<<<<
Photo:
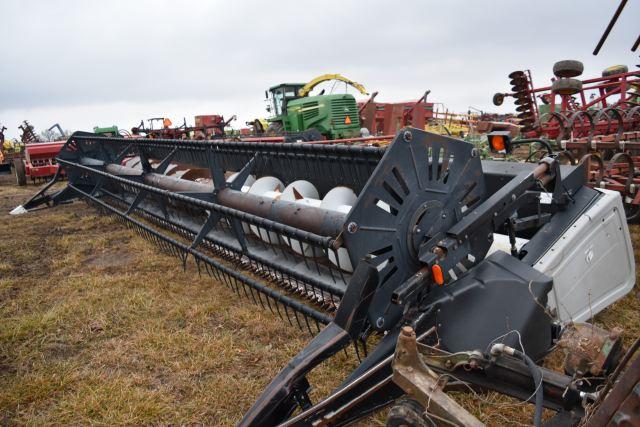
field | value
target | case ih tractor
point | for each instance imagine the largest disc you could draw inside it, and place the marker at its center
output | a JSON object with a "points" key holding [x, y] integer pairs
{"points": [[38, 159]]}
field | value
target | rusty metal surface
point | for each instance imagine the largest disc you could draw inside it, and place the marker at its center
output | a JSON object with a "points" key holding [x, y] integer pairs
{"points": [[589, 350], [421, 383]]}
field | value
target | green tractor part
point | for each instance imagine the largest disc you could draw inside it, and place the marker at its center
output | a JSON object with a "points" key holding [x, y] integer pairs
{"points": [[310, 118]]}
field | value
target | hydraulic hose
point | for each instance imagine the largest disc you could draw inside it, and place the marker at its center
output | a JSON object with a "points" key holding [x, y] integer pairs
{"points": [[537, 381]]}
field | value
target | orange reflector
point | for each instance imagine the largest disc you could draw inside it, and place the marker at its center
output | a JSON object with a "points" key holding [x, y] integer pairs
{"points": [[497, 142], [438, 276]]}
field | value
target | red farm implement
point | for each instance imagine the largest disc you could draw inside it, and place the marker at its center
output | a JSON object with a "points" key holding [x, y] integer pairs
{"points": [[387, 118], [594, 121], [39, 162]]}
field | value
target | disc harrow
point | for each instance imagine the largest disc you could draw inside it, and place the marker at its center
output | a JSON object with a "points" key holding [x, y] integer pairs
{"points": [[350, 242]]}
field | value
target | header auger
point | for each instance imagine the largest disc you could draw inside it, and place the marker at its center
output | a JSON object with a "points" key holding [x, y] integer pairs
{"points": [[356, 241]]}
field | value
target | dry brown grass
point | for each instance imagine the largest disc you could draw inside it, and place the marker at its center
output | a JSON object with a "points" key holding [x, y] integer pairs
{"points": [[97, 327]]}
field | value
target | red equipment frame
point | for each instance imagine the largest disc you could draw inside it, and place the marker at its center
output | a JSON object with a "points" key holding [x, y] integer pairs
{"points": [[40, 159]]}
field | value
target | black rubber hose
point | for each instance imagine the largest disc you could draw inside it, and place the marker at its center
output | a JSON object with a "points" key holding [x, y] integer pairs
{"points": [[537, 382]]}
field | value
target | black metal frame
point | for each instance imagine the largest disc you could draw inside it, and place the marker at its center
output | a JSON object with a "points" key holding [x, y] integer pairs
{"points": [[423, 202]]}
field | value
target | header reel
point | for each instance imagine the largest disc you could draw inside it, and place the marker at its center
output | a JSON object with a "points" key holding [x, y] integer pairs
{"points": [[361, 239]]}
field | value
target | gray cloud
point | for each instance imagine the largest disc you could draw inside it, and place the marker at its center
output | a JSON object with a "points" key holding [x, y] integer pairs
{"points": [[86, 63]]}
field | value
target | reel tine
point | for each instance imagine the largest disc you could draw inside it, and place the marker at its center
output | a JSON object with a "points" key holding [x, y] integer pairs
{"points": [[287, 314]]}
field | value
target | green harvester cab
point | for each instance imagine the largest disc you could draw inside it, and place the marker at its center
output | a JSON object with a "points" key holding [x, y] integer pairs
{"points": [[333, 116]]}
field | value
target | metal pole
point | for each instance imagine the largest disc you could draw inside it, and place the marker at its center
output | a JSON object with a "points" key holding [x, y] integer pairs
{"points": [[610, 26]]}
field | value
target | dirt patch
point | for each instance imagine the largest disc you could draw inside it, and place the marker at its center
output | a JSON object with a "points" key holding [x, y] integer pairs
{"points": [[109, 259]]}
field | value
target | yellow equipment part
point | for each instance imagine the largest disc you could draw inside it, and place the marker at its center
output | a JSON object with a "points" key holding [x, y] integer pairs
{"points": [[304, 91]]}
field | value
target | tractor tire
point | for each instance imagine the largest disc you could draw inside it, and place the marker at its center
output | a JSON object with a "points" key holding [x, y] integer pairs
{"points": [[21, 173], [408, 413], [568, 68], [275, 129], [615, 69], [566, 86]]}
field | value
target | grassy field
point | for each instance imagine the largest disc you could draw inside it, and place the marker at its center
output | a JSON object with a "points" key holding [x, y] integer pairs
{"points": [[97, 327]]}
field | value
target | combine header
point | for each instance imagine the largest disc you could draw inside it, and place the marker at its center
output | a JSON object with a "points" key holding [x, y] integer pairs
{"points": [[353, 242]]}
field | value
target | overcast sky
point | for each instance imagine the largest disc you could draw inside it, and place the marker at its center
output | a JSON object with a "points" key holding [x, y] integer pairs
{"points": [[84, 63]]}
>>>>
## [YOUR TASK]
Pick out each line of the records that contains the word "header" and copy those lines.

## [TASK SOLUTION]
target | header auger
target | header reel
target | combine header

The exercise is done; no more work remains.